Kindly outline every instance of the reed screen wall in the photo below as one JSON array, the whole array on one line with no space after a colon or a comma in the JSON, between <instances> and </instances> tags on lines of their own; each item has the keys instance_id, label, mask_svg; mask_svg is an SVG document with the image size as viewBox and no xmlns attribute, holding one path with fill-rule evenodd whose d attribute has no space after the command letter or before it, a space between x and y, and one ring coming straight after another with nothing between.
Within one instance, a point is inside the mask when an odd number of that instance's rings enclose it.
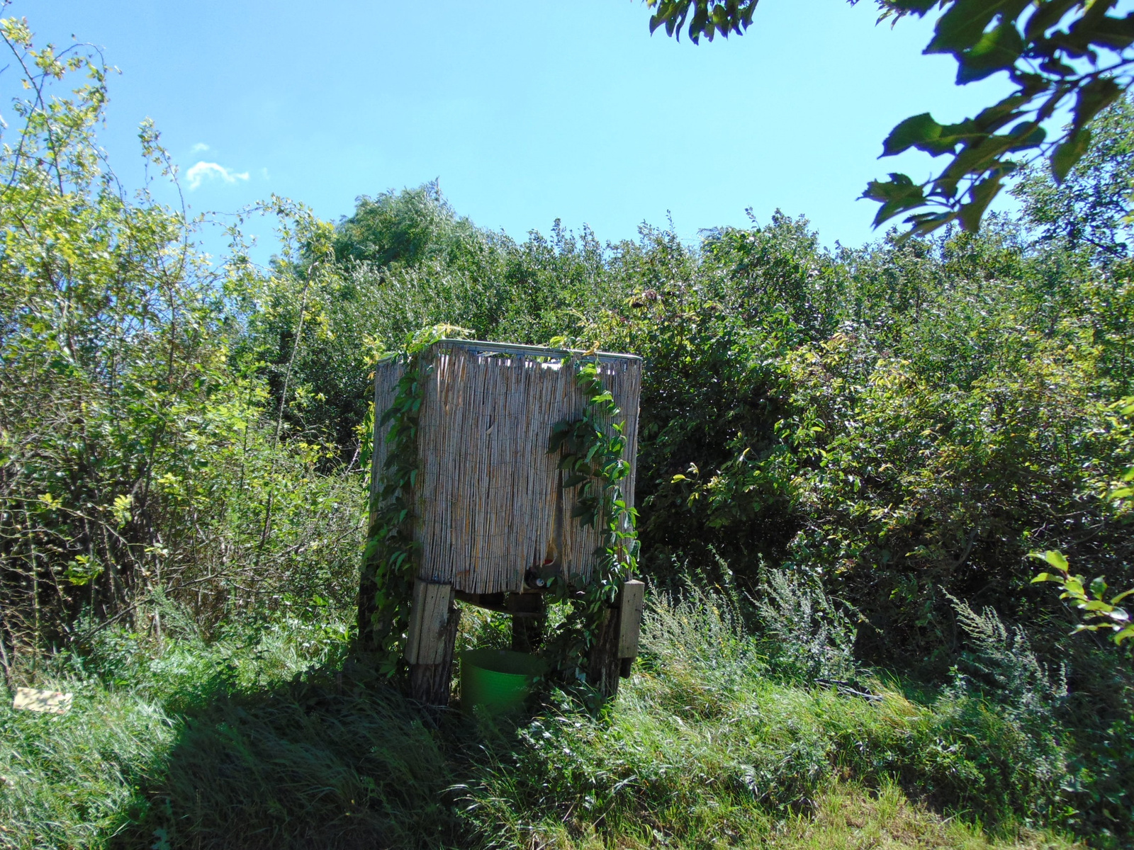
<instances>
[{"instance_id":1,"label":"reed screen wall","mask_svg":"<svg viewBox=\"0 0 1134 850\"><path fill-rule=\"evenodd\" d=\"M575 491L562 490L558 453L548 454L551 430L586 407L564 362L569 354L465 340L442 340L422 354L429 371L414 491L418 578L467 593L518 593L528 569L590 579L599 532L572 517ZM598 357L626 423L631 473L623 488L633 504L642 360ZM396 359L378 364L375 422L392 403L404 368ZM386 431L375 427L372 487L381 476Z\"/></svg>"}]
</instances>

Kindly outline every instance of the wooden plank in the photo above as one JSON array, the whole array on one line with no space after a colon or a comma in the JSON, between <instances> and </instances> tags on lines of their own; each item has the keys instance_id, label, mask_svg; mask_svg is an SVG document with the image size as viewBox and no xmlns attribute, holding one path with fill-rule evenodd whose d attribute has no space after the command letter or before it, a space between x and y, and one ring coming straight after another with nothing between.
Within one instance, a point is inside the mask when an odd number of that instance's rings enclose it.
<instances>
[{"instance_id":1,"label":"wooden plank","mask_svg":"<svg viewBox=\"0 0 1134 850\"><path fill-rule=\"evenodd\" d=\"M37 690L35 688L16 688L11 707L16 711L42 712L43 714L67 714L70 709L73 694L60 690Z\"/></svg>"},{"instance_id":2,"label":"wooden plank","mask_svg":"<svg viewBox=\"0 0 1134 850\"><path fill-rule=\"evenodd\" d=\"M405 658L411 664L417 663L417 648L421 645L422 634L422 615L425 612L426 587L426 583L421 579L414 581L414 595L409 601L409 630L406 632Z\"/></svg>"},{"instance_id":3,"label":"wooden plank","mask_svg":"<svg viewBox=\"0 0 1134 850\"><path fill-rule=\"evenodd\" d=\"M445 657L445 638L449 630L452 607L452 585L414 581L414 601L409 613L406 661L411 664L440 664Z\"/></svg>"},{"instance_id":4,"label":"wooden plank","mask_svg":"<svg viewBox=\"0 0 1134 850\"><path fill-rule=\"evenodd\" d=\"M642 607L645 605L645 584L629 579L623 584L618 617L618 657L636 658L638 635L642 631Z\"/></svg>"}]
</instances>

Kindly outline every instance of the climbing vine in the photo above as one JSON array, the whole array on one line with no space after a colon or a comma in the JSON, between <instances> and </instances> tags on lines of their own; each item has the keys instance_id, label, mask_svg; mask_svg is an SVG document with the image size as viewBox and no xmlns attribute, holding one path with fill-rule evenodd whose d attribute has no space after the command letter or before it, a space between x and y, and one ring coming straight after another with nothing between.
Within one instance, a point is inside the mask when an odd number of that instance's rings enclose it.
<instances>
[{"instance_id":1,"label":"climbing vine","mask_svg":"<svg viewBox=\"0 0 1134 850\"><path fill-rule=\"evenodd\" d=\"M371 524L363 554L363 575L372 580L373 600L367 605L369 622L359 628L370 632L369 648L378 656L383 675L404 672L405 635L409 627L409 603L417 573L414 541L413 488L417 481L417 431L421 420L425 379L432 365L422 355L445 337L467 335L469 331L452 325L435 325L418 331L397 357L405 368L398 380L393 402L376 417L376 427L389 425L386 460L374 487Z\"/></svg>"},{"instance_id":2,"label":"climbing vine","mask_svg":"<svg viewBox=\"0 0 1134 850\"><path fill-rule=\"evenodd\" d=\"M586 397L586 409L573 420L559 423L548 441L548 453L559 452L562 486L576 490L572 512L584 526L599 528L602 543L591 580L583 588L552 580L552 601L572 603L572 613L549 641L548 654L557 669L576 682L586 683L586 654L598 636L607 609L617 600L637 566L637 511L629 504L623 483L631 471L626 451L625 420L613 396L603 385L599 360L578 363L575 382Z\"/></svg>"},{"instance_id":3,"label":"climbing vine","mask_svg":"<svg viewBox=\"0 0 1134 850\"><path fill-rule=\"evenodd\" d=\"M412 338L395 355L404 364L390 407L375 416L376 428L389 425L386 459L373 492L371 525L363 571L373 597L366 602L367 621L361 629L388 677L404 672L403 651L409 627L409 605L417 572L418 544L414 541L414 496L420 462L417 433L425 380L432 365L425 350L445 337L466 333L439 325ZM629 475L624 458L627 439L621 410L602 383L598 359L581 359L575 374L586 398L583 415L552 430L548 452L559 452L565 490L576 491L572 517L601 533L601 545L591 580L585 587L561 579L549 584L552 602L569 602L572 610L545 654L570 683L586 685L586 655L607 610L637 564L637 512L623 490ZM367 590L364 590L366 593Z\"/></svg>"}]
</instances>

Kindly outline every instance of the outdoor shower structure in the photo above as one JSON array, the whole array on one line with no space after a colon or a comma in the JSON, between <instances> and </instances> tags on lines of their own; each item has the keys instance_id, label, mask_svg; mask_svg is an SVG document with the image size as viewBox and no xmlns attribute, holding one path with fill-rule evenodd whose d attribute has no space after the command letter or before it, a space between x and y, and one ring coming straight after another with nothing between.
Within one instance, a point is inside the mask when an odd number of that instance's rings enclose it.
<instances>
[{"instance_id":1,"label":"outdoor shower structure","mask_svg":"<svg viewBox=\"0 0 1134 850\"><path fill-rule=\"evenodd\" d=\"M542 636L549 579L582 587L591 578L601 529L573 517L576 490L564 487L558 452L548 452L556 425L582 417L587 398L575 363L595 362L621 409L629 465L621 482L633 504L642 359L634 355L568 351L497 342L440 340L420 355L424 388L412 488L417 572L405 658L411 690L432 705L448 703L462 601L513 615L513 648L530 652ZM374 371L374 451L371 510L378 505L389 424L406 368L401 358ZM359 628L369 622L359 595ZM589 680L607 695L637 655L640 581L626 581L596 640ZM361 636L364 638L364 636Z\"/></svg>"}]
</instances>

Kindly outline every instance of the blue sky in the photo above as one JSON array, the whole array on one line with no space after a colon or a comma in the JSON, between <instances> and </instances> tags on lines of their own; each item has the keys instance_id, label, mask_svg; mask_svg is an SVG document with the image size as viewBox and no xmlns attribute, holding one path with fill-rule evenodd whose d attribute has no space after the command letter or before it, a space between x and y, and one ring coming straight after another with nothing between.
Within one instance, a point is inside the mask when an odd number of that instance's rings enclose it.
<instances>
[{"instance_id":1,"label":"blue sky","mask_svg":"<svg viewBox=\"0 0 1134 850\"><path fill-rule=\"evenodd\" d=\"M151 117L195 211L278 193L327 219L356 196L440 179L462 214L515 237L556 218L600 239L806 214L857 245L866 181L936 164L877 159L889 129L957 120L1005 91L953 84L928 22L863 0L763 0L743 37L694 46L637 0L17 0L40 42L100 45L121 70L101 131L137 175ZM9 71L10 73L10 71ZM203 164L198 164L203 163Z\"/></svg>"}]
</instances>

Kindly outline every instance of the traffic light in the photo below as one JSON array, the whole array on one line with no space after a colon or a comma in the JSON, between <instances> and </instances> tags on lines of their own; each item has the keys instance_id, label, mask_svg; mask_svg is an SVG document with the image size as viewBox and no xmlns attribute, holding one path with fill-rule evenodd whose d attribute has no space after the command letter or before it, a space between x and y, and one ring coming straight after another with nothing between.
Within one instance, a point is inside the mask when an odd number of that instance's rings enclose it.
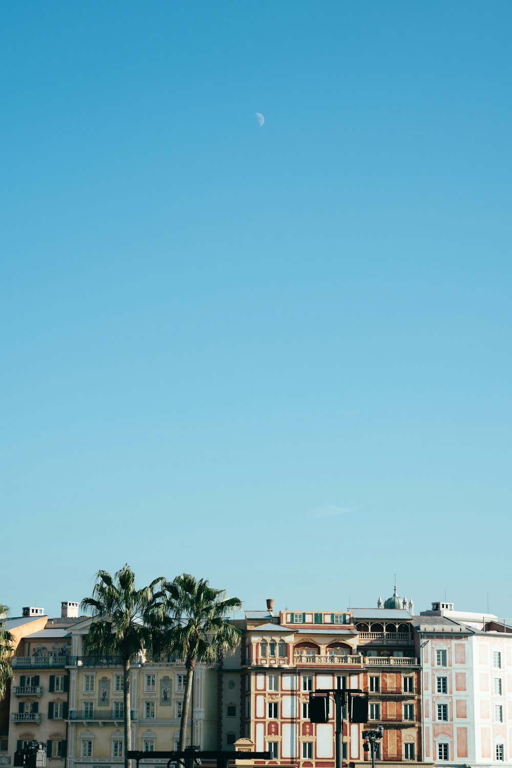
<instances>
[{"instance_id":1,"label":"traffic light","mask_svg":"<svg viewBox=\"0 0 512 768\"><path fill-rule=\"evenodd\" d=\"M327 723L329 698L326 696L309 694L309 720L311 723Z\"/></svg>"}]
</instances>

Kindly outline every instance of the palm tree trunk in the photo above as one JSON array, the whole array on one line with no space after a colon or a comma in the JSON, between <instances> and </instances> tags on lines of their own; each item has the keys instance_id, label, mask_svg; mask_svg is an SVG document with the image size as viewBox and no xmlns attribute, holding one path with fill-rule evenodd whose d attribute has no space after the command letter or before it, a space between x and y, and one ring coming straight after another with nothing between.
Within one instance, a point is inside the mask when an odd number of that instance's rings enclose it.
<instances>
[{"instance_id":1,"label":"palm tree trunk","mask_svg":"<svg viewBox=\"0 0 512 768\"><path fill-rule=\"evenodd\" d=\"M128 760L128 750L131 750L131 699L130 697L130 659L123 659L124 685L123 686L123 702L124 707L124 768L130 768L131 760Z\"/></svg>"},{"instance_id":2,"label":"palm tree trunk","mask_svg":"<svg viewBox=\"0 0 512 768\"><path fill-rule=\"evenodd\" d=\"M181 723L180 723L180 741L178 742L178 751L183 752L187 743L187 728L188 726L188 713L190 706L190 694L192 693L192 685L193 682L193 670L196 668L196 660L192 659L189 663L185 664L187 667L187 681L185 683L185 694L183 696L183 705L181 708ZM184 765L184 761L182 764Z\"/></svg>"}]
</instances>

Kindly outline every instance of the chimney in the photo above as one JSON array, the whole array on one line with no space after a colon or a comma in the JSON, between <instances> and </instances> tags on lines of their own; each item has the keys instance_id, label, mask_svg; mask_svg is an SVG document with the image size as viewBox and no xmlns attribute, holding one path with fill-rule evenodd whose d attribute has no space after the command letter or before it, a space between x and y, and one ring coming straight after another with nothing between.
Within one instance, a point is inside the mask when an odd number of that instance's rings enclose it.
<instances>
[{"instance_id":1,"label":"chimney","mask_svg":"<svg viewBox=\"0 0 512 768\"><path fill-rule=\"evenodd\" d=\"M78 615L78 604L71 600L64 600L61 603L61 618L74 619Z\"/></svg>"}]
</instances>

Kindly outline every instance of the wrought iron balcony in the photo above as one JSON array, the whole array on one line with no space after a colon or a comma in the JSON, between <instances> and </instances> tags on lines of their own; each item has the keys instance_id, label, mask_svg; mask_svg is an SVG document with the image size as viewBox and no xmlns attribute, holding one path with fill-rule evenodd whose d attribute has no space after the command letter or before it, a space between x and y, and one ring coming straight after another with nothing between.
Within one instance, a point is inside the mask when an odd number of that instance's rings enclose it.
<instances>
[{"instance_id":1,"label":"wrought iron balcony","mask_svg":"<svg viewBox=\"0 0 512 768\"><path fill-rule=\"evenodd\" d=\"M15 669L38 668L44 667L65 667L69 662L68 656L13 656L12 666Z\"/></svg>"},{"instance_id":2,"label":"wrought iron balcony","mask_svg":"<svg viewBox=\"0 0 512 768\"><path fill-rule=\"evenodd\" d=\"M41 723L40 712L15 712L12 715L13 723Z\"/></svg>"},{"instance_id":3,"label":"wrought iron balcony","mask_svg":"<svg viewBox=\"0 0 512 768\"><path fill-rule=\"evenodd\" d=\"M15 696L38 696L43 695L43 689L40 685L15 685L12 688Z\"/></svg>"}]
</instances>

________________________

* **AIM**
Starting with the line containing "Kindly outline every instance of the wrought" and continuing through the end of the entries, write those lines out again with "enclose" replaced by "surround" and everything else left unchanged.

* **WRITTEN SOLUTION**
Kindly outline every instance of the wrought iron balcony in the photo above as one JSON array, the whole array on one line with no space after a colon or a comma in the JSON, between <instances> and </instances> tags on lines of their own; each item has the keys instance_id, label, mask_svg; mask_svg is an SVG document with the image size as viewBox and no xmlns attribute, holding one path with fill-rule evenodd whose d attribute has no space after the command letter or before it, a space between x and y, and one ring coming straight after another with nothing between.
Within one instance, a point is inside the mask when an odd number of that instance's rings surround it.
<instances>
[{"instance_id":1,"label":"wrought iron balcony","mask_svg":"<svg viewBox=\"0 0 512 768\"><path fill-rule=\"evenodd\" d=\"M15 669L38 668L44 667L65 667L69 662L68 656L13 656L12 666Z\"/></svg>"},{"instance_id":2,"label":"wrought iron balcony","mask_svg":"<svg viewBox=\"0 0 512 768\"><path fill-rule=\"evenodd\" d=\"M41 723L40 712L15 712L12 715L13 723Z\"/></svg>"},{"instance_id":3,"label":"wrought iron balcony","mask_svg":"<svg viewBox=\"0 0 512 768\"><path fill-rule=\"evenodd\" d=\"M15 696L38 696L43 695L43 689L40 685L15 685L12 688Z\"/></svg>"}]
</instances>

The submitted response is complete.